▶ [Passage given]:
These are the key concepts you need to understand to accurately answer the question.

Tangent to a Curve
Understanding the concept of a tangent to a curve is fundamental in differential calculus. It is the line that just touches the curve at a single point, without crossing through it at that instant. Imagine the curve as a path and the tangent as a directional arrow showing the way forward from that point. Technically, a tangent at a point P on the curve has the same slope as the curve does at that very point.

The equation of the tangent line can be found using the derivative of the function, as it represents the slope of the tangent. For instance, if we have a curve described by a function y=f(x), then the slope of the tangent at any point x is given by the derivative, denoted as f'(x) or dy/dx. This knowledge is particularly useful when solving problems where you need to find the equation of the tangent line that is parallel to a given line, as seen in the exercise provided.

When working with such problems, always remember that parallel lines have equal slopes. Hence, setting the derivative equal to the slope of the known line gives us a condition that we can use to solve for values that satisfy the given conditions, such as in our example problem.

▶ [Information provided]:
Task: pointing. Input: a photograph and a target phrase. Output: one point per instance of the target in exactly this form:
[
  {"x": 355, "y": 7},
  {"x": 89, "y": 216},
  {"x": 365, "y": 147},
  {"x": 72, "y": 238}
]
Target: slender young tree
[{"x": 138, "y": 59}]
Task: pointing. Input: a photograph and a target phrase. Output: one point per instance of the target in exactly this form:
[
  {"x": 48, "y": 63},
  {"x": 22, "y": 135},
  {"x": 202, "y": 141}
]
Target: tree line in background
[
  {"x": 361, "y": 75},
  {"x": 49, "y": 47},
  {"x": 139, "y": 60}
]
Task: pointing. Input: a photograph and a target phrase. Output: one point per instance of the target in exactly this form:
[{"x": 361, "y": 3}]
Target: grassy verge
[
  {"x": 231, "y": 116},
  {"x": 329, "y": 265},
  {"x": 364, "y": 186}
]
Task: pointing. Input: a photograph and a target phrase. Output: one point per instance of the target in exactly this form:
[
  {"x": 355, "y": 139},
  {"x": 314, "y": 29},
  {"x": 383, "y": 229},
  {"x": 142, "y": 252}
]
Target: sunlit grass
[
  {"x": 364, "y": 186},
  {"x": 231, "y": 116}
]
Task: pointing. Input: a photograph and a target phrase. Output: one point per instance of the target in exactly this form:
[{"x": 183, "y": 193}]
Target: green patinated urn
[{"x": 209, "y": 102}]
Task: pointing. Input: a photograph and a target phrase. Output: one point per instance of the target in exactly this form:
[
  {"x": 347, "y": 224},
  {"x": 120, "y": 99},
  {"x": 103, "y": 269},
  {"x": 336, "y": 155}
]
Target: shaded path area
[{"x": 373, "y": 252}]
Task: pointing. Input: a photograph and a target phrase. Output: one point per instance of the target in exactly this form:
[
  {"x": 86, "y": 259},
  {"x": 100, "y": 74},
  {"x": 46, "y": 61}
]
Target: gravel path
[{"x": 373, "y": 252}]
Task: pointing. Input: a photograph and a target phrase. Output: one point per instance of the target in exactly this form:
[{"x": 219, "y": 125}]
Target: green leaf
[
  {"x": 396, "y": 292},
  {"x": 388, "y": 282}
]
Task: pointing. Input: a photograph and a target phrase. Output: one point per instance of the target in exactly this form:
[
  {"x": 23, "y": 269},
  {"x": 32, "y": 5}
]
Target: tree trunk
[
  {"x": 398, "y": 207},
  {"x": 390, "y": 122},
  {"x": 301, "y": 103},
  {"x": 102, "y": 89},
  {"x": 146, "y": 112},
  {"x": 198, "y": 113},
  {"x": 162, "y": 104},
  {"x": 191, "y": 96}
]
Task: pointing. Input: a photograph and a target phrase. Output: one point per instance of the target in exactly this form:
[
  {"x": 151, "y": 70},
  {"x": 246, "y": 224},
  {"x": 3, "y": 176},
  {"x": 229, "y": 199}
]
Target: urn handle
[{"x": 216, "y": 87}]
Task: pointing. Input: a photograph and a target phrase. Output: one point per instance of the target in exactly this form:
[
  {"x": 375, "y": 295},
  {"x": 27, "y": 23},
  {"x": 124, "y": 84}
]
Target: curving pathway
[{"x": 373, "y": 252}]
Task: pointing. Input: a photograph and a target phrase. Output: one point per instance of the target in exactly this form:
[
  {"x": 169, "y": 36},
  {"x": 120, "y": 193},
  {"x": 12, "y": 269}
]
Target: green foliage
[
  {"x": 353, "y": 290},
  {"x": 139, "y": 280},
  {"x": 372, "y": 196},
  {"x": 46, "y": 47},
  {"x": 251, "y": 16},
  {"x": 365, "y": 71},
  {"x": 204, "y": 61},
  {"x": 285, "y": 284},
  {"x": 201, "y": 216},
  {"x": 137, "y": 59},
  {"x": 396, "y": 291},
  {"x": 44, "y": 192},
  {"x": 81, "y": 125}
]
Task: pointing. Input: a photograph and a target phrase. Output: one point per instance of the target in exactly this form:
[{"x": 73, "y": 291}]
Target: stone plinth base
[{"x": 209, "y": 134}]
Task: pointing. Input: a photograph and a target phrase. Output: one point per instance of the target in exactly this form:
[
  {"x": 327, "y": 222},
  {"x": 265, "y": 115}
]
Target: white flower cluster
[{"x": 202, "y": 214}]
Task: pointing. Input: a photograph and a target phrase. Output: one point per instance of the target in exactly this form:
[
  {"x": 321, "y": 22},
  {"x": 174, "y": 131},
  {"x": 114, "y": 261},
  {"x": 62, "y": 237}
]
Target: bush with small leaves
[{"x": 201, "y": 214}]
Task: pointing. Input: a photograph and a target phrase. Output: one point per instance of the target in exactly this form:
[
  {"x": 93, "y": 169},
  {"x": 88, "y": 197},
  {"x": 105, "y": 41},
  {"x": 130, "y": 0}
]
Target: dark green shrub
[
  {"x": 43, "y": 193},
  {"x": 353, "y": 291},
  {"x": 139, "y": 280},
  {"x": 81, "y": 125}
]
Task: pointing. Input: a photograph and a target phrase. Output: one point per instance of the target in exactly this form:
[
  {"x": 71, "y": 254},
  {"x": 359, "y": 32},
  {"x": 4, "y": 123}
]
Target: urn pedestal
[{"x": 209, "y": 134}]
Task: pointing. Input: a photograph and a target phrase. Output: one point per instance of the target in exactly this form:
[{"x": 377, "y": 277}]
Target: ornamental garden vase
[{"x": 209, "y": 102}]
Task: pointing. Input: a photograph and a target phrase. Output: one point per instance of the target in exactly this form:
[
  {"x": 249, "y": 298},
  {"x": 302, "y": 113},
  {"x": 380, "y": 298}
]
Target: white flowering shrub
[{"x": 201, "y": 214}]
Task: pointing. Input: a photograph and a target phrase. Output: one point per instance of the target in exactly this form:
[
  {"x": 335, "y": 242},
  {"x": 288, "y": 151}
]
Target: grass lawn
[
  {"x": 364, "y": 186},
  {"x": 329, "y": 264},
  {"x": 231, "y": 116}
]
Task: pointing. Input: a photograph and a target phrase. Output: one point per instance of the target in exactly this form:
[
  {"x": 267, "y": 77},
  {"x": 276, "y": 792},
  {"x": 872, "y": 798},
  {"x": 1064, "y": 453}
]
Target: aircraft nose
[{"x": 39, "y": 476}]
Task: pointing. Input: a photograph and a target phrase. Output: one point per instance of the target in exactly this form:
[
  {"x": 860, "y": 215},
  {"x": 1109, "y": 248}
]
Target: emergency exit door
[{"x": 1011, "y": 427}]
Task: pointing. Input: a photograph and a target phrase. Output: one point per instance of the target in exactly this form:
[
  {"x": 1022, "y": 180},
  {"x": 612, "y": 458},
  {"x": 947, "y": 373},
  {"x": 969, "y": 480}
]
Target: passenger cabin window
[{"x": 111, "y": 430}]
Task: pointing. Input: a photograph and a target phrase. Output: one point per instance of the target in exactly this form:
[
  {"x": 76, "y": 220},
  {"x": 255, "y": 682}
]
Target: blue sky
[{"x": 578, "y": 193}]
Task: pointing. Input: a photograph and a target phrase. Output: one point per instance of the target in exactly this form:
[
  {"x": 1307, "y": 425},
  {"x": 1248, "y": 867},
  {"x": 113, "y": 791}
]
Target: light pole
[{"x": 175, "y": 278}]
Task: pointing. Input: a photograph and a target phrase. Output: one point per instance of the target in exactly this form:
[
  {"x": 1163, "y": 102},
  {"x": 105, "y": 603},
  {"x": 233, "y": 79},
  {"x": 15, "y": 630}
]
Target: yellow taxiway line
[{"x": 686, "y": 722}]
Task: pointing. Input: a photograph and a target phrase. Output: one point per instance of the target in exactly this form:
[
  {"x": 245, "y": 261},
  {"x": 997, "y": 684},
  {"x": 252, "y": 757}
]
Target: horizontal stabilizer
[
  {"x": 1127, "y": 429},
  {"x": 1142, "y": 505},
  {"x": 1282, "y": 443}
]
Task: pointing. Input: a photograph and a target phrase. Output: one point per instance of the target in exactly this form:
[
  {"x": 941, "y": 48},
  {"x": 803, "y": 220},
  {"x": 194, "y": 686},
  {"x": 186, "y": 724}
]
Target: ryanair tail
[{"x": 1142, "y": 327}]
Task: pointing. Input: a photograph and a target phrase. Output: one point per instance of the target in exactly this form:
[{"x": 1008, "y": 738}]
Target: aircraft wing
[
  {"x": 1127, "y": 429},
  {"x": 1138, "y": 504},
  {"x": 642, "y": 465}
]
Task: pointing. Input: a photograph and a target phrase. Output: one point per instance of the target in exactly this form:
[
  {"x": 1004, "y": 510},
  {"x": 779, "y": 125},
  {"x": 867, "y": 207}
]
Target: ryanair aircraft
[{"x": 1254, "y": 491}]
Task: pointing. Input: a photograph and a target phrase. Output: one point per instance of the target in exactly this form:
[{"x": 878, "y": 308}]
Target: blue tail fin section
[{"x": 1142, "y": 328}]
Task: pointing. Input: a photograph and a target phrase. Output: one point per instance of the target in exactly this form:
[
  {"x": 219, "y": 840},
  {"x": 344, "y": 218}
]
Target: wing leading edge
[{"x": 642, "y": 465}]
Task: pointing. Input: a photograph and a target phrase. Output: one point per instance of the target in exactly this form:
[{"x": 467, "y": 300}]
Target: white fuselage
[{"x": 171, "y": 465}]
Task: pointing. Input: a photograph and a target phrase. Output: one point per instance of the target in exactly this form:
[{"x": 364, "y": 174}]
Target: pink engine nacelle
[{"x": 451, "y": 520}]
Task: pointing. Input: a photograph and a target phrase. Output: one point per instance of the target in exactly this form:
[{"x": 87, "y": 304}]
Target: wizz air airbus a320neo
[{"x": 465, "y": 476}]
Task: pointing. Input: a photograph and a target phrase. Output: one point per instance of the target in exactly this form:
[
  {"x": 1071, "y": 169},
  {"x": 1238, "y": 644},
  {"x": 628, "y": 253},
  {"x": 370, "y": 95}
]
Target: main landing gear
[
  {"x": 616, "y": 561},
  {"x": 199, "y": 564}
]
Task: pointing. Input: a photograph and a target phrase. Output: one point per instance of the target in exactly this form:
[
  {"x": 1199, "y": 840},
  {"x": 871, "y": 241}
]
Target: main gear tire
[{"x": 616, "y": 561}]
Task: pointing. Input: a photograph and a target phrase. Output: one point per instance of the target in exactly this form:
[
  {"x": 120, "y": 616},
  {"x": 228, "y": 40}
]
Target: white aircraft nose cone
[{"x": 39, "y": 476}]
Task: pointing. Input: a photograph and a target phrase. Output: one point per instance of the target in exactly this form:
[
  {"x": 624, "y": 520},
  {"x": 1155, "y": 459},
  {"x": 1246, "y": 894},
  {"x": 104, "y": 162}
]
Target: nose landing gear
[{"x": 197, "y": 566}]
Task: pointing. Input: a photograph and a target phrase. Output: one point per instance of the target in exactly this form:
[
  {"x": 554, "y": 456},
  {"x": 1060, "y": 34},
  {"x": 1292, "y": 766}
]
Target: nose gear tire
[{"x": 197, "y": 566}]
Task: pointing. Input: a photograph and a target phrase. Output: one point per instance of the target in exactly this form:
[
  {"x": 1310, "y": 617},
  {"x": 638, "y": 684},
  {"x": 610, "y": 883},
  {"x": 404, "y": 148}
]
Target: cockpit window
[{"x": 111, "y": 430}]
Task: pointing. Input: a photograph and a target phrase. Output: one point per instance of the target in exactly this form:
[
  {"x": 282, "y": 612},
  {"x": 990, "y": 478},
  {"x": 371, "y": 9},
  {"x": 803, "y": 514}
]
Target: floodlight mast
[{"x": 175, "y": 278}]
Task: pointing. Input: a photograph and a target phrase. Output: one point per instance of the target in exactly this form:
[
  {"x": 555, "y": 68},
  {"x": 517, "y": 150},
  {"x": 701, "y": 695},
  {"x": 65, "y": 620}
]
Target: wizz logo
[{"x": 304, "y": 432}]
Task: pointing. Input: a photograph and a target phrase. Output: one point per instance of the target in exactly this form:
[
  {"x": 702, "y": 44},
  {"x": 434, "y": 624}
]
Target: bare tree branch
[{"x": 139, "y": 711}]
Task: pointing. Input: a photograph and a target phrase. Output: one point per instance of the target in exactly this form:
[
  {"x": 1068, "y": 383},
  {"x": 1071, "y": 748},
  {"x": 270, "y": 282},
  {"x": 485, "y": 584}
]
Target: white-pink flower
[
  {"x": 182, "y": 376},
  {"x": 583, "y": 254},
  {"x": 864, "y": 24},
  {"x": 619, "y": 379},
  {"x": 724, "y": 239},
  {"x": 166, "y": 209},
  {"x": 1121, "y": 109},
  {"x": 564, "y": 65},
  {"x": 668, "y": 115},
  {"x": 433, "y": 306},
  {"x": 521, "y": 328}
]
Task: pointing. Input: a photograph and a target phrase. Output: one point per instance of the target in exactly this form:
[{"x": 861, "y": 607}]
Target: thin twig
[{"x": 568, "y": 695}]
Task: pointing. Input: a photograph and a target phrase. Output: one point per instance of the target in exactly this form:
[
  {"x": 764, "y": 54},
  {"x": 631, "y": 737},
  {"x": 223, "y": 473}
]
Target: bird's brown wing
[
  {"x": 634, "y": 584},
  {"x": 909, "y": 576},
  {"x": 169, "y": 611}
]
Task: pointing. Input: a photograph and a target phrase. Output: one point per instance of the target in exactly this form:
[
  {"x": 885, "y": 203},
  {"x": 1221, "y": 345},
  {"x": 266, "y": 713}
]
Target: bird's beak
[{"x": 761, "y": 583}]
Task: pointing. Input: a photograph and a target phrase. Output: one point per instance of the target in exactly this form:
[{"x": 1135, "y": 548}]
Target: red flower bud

▶ [Stated task 1]:
Write out the passage on tangents from "The equation of the tangent line can" to "the exercise provided.".
▶ [Stated task 2]:
Pull out every line of the records that contains the word "aircraft".
The passage on tangents and the records come from separate, unrelated sources.

▶ [Answer 1]:
The equation of the tangent line can be found using the derivative of the function, as it represents the slope of the tangent. For instance, if we have a curve described by a function y=f(x), then the slope of the tangent at any point x is given by the derivative, denoted as f'(x) or dy/dx. This knowledge is particularly useful when solving problems where you need to find the equation of the tangent line that is parallel to a given line, as seen in the exercise provided.

▶ [Answer 2]:
Target: aircraft nose
Target: aircraft wing
Target: ryanair aircraft
Target: white aircraft nose cone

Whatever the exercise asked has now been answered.